1) Set mesh mobility to Static and check nothing is broken 

The reason was very simple why I got the errors at the first place. For baked lighting the mobility of my meshes should be set to Static. But in the blueprints they were set to movable. When you add a mesh to the scene their mobility set to static by default. But if you add a mesh to a blueprint its mobility set to movable by default. If the mesh is set to movable it won`t be baked by Lightmass. So this should be corrected.
The easiest way to check if the mesh is set to static is to check its properties. But if you switch to lightmap density view in Unreal (Default key: Alt+0) and the checker map is displayed on the mesh then its mobility set to static. But if you get a solid color like in the image below that indicates the mesh was not set to static so Lightmass will not bake it. This is a strong visual feedback and I use this heavily due to the fact that in my scene I have more than hundred assets.

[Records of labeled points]
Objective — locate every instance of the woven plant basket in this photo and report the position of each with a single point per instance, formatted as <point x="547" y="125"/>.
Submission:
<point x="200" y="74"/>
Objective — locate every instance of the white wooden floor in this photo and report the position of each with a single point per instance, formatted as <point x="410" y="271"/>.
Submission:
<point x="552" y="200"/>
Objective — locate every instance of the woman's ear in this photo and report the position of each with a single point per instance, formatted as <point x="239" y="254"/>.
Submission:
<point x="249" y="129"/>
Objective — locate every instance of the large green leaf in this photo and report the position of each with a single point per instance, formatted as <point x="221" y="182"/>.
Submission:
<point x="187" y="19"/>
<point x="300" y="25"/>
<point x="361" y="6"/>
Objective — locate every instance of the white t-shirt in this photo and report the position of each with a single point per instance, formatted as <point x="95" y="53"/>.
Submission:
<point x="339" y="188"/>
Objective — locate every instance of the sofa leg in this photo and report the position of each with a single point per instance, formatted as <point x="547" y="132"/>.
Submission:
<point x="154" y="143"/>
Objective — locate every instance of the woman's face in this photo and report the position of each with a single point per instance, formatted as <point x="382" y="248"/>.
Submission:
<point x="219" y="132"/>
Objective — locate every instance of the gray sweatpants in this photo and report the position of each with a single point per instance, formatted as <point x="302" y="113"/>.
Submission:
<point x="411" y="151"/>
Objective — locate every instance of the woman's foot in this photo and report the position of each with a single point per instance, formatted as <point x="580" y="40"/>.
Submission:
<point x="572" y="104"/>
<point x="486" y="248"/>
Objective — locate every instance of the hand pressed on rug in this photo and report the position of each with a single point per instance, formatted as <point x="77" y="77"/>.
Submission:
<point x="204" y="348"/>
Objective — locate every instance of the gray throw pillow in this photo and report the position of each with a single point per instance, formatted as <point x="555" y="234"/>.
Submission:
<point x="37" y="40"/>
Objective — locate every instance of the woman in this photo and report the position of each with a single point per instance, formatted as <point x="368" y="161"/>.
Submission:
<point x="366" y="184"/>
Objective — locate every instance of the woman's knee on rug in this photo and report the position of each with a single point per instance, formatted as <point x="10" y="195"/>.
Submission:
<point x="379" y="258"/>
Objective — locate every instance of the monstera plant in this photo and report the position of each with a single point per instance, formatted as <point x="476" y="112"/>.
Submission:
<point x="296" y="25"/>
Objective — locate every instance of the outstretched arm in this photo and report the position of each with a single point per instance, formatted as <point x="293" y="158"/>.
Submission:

### Required actions
A) Rewrite the passage on mesh mobility starting with "The easiest way" and going on through "than hundred assets.", replacing "solid color" with "flat color".
B) Write the next part of the passage on mesh mobility, picking up after its final sentence.

### Results in order
A)
The easiest way to check if the mesh is set to static is to check its properties. But if you switch to lightmap density view in Unreal (Default key: Alt+0) and the checker map is displayed on the mesh then its mobility set to static. But if you get a flat color like in the image below that indicates the mesh was not set to static so Lightmass will not bake it. This is a strong visual feedback and I use this heavily due to the fact that in my scene I have more than hundred assets.

B)
When I created the cable blueprint drag and dropped a Scene component over the Default Scene Component to get rid of the white ball. I did not want to have it visible when I place the cable in the scene. Because the cable mesh is attached to a spline in this case the mobility of the Scene component should be changed and not the mobility of the spline. However after setting it to Static I constantly got a solid color in the lightmap density view and the cable did not get baked. It seemed like Lightmass totally ignores the mobility of the Scene component. I checked different forums but could not find any answers to my issue, so I checked exsiting blueprints in other scenes to find a hint. This is how I came across the tooltips in Blueprints. All the components in Blueprints have a tooltip if you hover over them with the mouse. The corrupted Scene Component I had did not have any at all. During the swapping process the Blueprint might got corrupted. This is how I found out my Blueprint was broken. After remaking the cable Blueprint and placing the cable again in the scene it showed up in the Lightmap density view and got baked properly.

 2) Dealing with static mesh having light seams

If every mesh set to Static and a light bake test can reveal the light seams which can be caused by:

  • Not enough padding (space) between UV shells on the lightmap channel (usually the second UV channel)
  • Overlapping polygons on the lightmap channel
  • Unweld or floating vertices in the mesh causing UV issues

If everything set up correctly but still got light seams it is worth to check if there are inverted UVs. If there are flip them (in some cases this was the solution for me to get rid of the light seam)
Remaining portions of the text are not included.